THE EXERCISE: Reproduce word for word the lines of the records between the line holding "the foal's head." and the line holding "Phrase: foal's head", inclusive.

INPUT:
※
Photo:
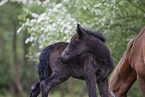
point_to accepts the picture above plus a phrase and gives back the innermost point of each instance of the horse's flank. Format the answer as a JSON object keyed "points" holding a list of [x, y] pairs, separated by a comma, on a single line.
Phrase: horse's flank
{"points": [[115, 76]]}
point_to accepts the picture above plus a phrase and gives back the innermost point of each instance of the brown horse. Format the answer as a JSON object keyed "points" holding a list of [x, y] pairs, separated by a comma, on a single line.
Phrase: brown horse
{"points": [[130, 68], [89, 41]]}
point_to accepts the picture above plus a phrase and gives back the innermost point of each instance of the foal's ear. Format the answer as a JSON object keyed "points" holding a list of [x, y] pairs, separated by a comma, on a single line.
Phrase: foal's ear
{"points": [[79, 31]]}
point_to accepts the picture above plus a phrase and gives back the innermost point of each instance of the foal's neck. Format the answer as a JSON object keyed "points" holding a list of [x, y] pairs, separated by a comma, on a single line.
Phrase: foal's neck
{"points": [[97, 48]]}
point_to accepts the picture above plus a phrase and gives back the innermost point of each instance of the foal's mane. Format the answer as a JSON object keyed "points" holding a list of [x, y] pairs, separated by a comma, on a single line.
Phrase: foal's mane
{"points": [[96, 34], [115, 76]]}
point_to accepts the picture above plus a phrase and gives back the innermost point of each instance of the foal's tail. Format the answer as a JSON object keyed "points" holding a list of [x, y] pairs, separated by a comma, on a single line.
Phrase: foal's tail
{"points": [[115, 76]]}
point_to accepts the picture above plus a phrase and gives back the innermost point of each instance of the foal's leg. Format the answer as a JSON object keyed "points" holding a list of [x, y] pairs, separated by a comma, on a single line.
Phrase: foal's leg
{"points": [[91, 84], [50, 82], [103, 87], [35, 90], [141, 83]]}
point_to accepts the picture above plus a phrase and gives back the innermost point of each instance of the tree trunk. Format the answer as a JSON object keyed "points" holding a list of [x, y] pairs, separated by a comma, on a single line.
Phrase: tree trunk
{"points": [[8, 67], [18, 78]]}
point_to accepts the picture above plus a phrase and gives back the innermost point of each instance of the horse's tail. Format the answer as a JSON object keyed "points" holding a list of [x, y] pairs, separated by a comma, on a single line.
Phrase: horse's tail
{"points": [[43, 65]]}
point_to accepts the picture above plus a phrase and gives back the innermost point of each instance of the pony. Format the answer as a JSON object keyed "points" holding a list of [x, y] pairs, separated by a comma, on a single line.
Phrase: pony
{"points": [[85, 41], [130, 68]]}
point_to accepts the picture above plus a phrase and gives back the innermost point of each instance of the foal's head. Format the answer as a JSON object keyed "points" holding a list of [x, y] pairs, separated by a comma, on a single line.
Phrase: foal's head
{"points": [[80, 43]]}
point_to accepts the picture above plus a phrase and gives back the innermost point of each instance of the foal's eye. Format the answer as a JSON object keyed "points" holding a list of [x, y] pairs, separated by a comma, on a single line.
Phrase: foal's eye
{"points": [[74, 42]]}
※
RESULT OF THIS TASK:
point_to accepts the picture above plus a phrase and gives back the innermost point of each instance of the foal's head. Format the answer as a JSON object keyed "points" holding a list of [x, y] pairs, separated by a comma, on a single line.
Phrase: foal's head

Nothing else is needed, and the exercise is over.